» **MATERIAL PROVIDED**:
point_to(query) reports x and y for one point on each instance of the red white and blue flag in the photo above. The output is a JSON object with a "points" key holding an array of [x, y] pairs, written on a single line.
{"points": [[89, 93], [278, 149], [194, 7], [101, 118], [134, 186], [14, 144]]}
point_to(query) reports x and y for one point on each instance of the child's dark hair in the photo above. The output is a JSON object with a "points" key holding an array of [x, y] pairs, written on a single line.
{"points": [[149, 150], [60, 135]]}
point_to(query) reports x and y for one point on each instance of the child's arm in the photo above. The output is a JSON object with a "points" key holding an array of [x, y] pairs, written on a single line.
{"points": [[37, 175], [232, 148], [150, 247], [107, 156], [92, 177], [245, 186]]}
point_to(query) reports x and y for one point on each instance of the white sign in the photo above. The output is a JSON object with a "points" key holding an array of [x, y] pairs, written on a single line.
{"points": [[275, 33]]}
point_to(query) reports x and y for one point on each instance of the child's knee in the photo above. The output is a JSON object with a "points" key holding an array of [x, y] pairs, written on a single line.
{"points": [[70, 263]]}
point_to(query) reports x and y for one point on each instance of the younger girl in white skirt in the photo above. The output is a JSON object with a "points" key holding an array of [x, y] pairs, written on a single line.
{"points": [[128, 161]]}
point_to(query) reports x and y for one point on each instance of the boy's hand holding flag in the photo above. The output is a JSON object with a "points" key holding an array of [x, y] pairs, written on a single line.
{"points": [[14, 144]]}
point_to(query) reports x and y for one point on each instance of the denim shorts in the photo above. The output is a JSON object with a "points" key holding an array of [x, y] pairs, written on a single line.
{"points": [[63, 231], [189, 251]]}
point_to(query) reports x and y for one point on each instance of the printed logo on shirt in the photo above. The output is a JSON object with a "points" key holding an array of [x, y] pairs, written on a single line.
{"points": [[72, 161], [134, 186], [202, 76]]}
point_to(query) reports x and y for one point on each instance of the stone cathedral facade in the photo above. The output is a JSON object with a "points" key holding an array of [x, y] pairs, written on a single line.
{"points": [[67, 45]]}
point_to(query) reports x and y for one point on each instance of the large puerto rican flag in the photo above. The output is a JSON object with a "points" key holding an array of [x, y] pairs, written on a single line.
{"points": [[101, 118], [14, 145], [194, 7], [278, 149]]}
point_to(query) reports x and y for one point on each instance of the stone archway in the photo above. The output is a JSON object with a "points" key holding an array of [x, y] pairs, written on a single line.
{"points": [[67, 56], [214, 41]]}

» **SHORT EXERCISE**: Rewrite the stretch of the records above from the line that contains "of the white" through the end of the records, keeping the requests, and add 24 to each x and y coordinate in the answers.

» **COMPLETED TASK**:
point_to(query) reports x and y for one point on each instance of the white sign in the photo above. The output is a JSON object with a "points" key holding an array of [x, y] pairs, written on a single line.
{"points": [[299, 57]]}
point_to(query) reports x and y for one point on each instance of the child's knee in the photo above. The output is a JSON object with a "points" key holding an array of [x, y] pairs, written on a single line.
{"points": [[94, 287]]}
point_to(query) reports x and y for one point on each instance of the younger girl in white skirt in the photo above. The output is a JSON object with a "points" key holding an array of [x, y] pairs, written on a single line.
{"points": [[152, 185]]}
point_to(query) reports x and y for one point on each instance of the boy's hand holding flag in the photo above. The output is a JSON object with a "points" key holding an array of [x, y] pairs, written on a single line.
{"points": [[38, 168]]}
point_to(query) reports x and y for one point on each instance of the denim shorts in the photo above. The output is a JSON object with a "points" key holding an array of [x, y] pairs, written on a single line.
{"points": [[87, 255], [213, 275]]}
point_to(query) reports x and y for one point on each instance of the printed logo on shirt in the photo above. The output is a JSON object with a "points" key holding an array of [x, y] pairs, written on a single line.
{"points": [[96, 185], [158, 210], [226, 100]]}
point_to(query) reports x and y for one point on each instance of the stone cathedral facade in the photo above. The output is a JSON object with a "points" key holding an array of [x, y] pairs, written on a single line.
{"points": [[91, 69]]}
point_to(query) reports x and y for one point on each instance of the large puerto rican flag in the photo above. The output is a JSON object with a "points" key holding an array of [x, y] pairs, written on a single line.
{"points": [[125, 142], [38, 169], [218, 31], [302, 173]]}
point_to(query) reports x and y for one point on each instance of the stone archway in the photo above. The output is a JSON object with a "points" key holding an array of [x, y] pairs, written on a single line.
{"points": [[91, 80], [238, 65]]}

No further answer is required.